§ WORK TO COMPLETE: Please pull out each line of the material below that contains the word "dress". Case counts.
** START DATA TO PROCESS **
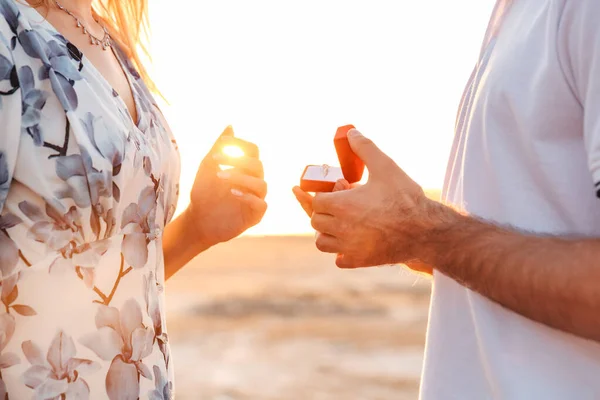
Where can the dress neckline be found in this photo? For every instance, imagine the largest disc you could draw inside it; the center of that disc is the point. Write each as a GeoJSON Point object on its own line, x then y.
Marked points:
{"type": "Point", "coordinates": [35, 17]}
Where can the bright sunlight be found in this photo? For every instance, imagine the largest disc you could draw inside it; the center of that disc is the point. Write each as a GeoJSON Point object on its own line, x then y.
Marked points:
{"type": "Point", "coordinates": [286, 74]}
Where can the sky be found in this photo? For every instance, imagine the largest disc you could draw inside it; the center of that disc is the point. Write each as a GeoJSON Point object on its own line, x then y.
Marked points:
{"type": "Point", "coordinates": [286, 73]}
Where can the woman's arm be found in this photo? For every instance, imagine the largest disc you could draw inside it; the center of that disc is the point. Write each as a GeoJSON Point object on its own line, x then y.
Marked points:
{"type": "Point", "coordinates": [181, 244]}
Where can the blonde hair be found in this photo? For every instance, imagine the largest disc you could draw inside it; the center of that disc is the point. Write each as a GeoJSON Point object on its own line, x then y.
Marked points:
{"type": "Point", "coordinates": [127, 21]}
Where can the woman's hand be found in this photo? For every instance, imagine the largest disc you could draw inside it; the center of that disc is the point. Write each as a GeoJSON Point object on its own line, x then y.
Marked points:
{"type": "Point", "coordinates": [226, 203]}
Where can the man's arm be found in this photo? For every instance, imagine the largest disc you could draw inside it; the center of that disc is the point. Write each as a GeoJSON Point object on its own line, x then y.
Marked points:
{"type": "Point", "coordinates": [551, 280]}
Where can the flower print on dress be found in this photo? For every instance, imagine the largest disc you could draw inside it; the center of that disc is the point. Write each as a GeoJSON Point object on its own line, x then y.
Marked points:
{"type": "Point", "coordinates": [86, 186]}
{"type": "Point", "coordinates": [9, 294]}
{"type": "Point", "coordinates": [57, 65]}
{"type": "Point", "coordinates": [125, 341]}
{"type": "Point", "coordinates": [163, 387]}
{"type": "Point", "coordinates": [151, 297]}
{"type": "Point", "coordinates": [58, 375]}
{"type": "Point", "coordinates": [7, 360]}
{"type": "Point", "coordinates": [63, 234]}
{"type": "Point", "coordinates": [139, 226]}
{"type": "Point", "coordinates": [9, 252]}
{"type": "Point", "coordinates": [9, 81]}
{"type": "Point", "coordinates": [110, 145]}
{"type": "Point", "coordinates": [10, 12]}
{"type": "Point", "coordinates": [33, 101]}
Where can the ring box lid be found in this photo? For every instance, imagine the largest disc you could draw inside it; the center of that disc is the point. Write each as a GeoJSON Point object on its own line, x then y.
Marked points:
** END DATA TO PROCESS **
** START DATA TO PROCESS **
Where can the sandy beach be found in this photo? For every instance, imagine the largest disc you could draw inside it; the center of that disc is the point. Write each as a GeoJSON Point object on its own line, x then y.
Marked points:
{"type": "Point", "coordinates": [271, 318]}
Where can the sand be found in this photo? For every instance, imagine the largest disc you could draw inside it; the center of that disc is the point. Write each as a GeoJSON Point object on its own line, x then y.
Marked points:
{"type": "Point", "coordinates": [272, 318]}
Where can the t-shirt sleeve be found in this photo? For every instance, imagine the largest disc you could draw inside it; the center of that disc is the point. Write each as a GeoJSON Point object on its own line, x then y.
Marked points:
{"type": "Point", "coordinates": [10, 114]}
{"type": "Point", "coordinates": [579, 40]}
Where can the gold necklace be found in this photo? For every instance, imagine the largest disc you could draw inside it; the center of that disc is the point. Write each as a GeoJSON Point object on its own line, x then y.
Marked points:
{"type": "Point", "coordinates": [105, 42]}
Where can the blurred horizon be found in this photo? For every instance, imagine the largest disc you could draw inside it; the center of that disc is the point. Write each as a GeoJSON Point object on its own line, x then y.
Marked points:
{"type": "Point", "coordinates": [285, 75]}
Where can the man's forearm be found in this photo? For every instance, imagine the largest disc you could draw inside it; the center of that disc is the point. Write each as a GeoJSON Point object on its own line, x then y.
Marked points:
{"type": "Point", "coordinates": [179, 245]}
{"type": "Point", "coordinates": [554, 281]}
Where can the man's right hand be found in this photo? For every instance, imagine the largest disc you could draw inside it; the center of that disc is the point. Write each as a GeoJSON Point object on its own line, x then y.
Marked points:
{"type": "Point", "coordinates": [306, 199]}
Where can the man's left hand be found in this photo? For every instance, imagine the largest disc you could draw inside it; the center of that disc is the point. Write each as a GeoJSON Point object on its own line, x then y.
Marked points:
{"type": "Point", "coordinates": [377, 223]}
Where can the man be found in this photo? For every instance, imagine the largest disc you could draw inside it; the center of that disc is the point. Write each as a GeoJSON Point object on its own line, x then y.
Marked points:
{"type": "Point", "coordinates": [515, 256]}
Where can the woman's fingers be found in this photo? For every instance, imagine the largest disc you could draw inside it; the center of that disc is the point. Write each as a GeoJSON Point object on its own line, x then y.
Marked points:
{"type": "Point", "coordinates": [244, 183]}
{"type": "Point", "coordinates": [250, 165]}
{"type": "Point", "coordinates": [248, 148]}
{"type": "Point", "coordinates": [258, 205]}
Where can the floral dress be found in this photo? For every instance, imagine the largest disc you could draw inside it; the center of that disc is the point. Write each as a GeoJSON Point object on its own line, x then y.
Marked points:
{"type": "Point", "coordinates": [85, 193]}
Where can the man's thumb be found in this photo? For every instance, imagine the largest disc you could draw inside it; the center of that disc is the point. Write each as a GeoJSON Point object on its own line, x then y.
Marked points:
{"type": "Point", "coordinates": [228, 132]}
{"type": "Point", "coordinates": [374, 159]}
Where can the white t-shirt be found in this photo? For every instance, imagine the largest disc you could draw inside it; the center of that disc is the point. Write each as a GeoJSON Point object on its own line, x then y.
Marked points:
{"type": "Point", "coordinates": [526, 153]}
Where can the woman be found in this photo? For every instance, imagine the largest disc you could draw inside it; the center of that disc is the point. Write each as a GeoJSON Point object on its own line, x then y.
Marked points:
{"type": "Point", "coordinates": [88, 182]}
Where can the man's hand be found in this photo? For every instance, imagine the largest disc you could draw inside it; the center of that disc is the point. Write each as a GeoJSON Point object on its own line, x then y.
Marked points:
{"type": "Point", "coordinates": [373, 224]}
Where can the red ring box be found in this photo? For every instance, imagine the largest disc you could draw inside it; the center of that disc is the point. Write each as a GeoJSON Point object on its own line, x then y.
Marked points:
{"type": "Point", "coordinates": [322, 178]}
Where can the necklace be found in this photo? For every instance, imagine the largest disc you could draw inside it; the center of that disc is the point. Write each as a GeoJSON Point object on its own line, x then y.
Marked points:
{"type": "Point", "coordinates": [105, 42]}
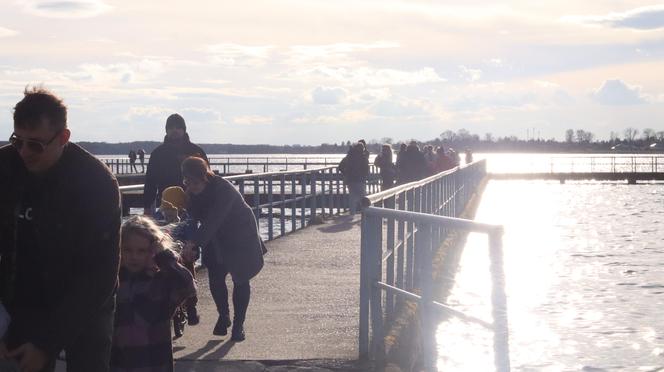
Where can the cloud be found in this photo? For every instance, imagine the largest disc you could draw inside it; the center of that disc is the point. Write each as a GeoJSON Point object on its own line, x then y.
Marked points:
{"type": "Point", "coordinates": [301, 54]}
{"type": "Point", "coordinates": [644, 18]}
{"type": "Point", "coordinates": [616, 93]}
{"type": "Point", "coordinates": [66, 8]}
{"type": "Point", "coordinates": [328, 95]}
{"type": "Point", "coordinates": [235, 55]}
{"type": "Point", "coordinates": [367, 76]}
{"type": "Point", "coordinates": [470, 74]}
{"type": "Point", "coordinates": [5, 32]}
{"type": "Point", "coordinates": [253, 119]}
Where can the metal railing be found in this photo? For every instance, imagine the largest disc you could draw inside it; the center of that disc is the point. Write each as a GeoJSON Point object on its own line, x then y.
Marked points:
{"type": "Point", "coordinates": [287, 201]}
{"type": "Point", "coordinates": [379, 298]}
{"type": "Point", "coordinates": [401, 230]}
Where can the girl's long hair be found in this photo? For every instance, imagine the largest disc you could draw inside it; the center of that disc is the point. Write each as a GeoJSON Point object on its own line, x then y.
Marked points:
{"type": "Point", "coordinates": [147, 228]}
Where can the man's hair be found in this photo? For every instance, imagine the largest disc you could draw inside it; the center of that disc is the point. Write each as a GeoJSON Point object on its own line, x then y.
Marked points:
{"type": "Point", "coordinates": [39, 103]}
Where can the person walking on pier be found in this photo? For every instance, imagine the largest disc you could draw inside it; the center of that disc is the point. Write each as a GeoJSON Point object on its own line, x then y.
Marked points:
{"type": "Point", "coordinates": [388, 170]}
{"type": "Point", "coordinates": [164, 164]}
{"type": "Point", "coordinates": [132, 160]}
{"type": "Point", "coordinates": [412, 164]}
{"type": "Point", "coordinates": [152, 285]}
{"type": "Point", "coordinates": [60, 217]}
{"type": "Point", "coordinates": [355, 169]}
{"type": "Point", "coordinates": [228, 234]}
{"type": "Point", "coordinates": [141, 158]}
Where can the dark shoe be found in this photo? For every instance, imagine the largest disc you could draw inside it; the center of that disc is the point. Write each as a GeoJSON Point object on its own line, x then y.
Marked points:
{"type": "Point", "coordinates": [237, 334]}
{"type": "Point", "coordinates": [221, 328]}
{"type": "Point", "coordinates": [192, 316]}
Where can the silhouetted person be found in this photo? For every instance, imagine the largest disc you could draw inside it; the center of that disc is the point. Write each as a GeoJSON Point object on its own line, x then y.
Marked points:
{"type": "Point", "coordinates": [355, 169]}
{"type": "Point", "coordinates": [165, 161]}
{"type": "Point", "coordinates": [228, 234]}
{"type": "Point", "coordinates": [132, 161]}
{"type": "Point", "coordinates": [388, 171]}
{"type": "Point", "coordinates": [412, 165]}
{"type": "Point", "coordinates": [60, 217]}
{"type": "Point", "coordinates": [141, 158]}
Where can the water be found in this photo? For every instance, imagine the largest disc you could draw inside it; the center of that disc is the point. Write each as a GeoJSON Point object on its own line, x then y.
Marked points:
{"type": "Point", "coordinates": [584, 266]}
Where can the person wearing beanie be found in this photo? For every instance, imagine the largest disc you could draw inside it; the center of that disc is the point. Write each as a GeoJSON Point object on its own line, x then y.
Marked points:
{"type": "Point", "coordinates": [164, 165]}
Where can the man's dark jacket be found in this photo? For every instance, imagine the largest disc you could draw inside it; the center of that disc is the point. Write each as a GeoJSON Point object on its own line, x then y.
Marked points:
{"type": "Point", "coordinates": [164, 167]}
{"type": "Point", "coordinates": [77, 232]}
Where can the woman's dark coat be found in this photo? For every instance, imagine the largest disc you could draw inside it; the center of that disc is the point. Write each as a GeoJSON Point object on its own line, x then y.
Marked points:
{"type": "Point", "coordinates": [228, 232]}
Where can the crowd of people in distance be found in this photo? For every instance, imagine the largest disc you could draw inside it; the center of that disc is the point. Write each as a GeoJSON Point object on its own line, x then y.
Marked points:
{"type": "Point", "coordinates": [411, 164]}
** END DATA TO PROCESS **
§ EXERCISE SOLUTION:
Where can the dress neckline be found in this photo? For every instance, imagine the largest disc you could draw inside it; the center of that disc is the point. Write each as a GeoJSON Point object on its own line, x then y.
Where can the flower print on dress be found in this photo? For every instance, imagine the largest disc you could draw inside it; the center of that disc is the point. Write each as a GeoJSON Point object on its own line, x then y.
Where can the floral dress be found in this photo? For every instance, imagine the largest disc you could draw inside it; the center of that disc is the point. Write each as a GeoJSON Point object on its own line, x then y.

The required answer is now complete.